* PROBLEM STATEMENT *
Please reproduce the entries below with "Query" swapped for "Target" everywhere it occurs, changing nothing else.

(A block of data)
━━━━━━

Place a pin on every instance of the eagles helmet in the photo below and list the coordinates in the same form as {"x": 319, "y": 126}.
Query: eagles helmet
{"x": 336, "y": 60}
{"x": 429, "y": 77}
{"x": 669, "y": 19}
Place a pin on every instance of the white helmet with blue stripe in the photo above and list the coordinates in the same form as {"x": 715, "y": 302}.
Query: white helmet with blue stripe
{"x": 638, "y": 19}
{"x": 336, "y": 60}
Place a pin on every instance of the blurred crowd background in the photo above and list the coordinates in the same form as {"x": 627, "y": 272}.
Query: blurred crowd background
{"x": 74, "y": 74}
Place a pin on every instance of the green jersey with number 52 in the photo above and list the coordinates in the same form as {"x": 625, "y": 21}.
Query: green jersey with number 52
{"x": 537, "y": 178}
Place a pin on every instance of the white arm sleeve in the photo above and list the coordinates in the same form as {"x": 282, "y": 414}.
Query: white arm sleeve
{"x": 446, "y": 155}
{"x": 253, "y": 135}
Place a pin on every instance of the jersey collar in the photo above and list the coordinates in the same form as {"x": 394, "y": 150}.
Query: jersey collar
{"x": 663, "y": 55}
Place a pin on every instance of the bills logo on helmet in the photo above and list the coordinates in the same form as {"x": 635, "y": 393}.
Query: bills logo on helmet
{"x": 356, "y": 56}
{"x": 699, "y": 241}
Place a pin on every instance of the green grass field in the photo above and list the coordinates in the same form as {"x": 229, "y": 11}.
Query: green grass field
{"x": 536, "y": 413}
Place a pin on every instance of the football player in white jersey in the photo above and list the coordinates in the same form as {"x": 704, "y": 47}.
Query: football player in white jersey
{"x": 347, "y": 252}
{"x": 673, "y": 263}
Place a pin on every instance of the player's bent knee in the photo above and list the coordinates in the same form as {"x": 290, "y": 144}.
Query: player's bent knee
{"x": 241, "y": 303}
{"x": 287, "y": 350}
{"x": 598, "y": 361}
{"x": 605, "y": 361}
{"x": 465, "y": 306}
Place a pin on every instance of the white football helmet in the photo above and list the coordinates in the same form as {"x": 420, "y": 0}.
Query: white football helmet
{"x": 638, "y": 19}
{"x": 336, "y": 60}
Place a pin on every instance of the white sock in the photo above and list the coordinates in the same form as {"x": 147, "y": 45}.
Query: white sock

━━━━━━

* RIGHT ANSWER *
Place a pin on every instance of the eagles helmet in the photo below and list the coordinates in the same form as {"x": 319, "y": 126}.
Target: eagles helmet
{"x": 336, "y": 60}
{"x": 429, "y": 77}
{"x": 669, "y": 19}
Place a pin on every instance of the white helmet with blue stripe in the photo above and list the coordinates in the same form as {"x": 715, "y": 302}.
Target: white helmet with blue stripe
{"x": 638, "y": 19}
{"x": 336, "y": 60}
Place a pin on every instance of the blurred crowd background in the photo above and list the coordinates in the same form as {"x": 627, "y": 272}.
Target: blurred crowd background
{"x": 74, "y": 74}
Place a pin on every instance of the green jersey with number 52 in the photo above and list the coordinates in the same form as {"x": 625, "y": 21}.
Target: green jersey with number 52
{"x": 537, "y": 178}
Place a pin on every instance of the white arm sleeve in the photo above and list the coordinates in the same form as {"x": 282, "y": 414}.
Target: white arm sleeve
{"x": 446, "y": 155}
{"x": 253, "y": 135}
Place a pin on every instance of the jersey collar in the photo above and list the coordinates in the same form as {"x": 394, "y": 150}.
Target: jersey collar
{"x": 663, "y": 55}
Place a pin on every instance of the bills logo on helmet in the photo above and list the coordinates in the same form as {"x": 635, "y": 393}.
Target: bills logo on helmet
{"x": 356, "y": 56}
{"x": 699, "y": 241}
Place a pin on every instance of the green grass field in the photo above and list the coordinates in the same form as {"x": 229, "y": 11}.
Target: green grass field
{"x": 536, "y": 413}
Place a pin on every instance of the football player in white jersey in the photo above and list the coordinates in the same form as {"x": 704, "y": 47}.
Target: football player in white jersey
{"x": 347, "y": 252}
{"x": 673, "y": 263}
Place a pin on every instance of the player's bent knee in the photo above and list the coordinates in the same form as {"x": 290, "y": 144}.
Target: player's bent knee
{"x": 241, "y": 303}
{"x": 287, "y": 350}
{"x": 598, "y": 361}
{"x": 605, "y": 361}
{"x": 465, "y": 306}
Place a pin on every instance of the white football helmet in the photo above and list the coordinates in the same form as {"x": 420, "y": 0}.
Target: white football helmet
{"x": 638, "y": 19}
{"x": 336, "y": 60}
Place a pin on every instance of the white sock in the photo above and list the coordinates in the same form as {"x": 147, "y": 45}.
Target: white sock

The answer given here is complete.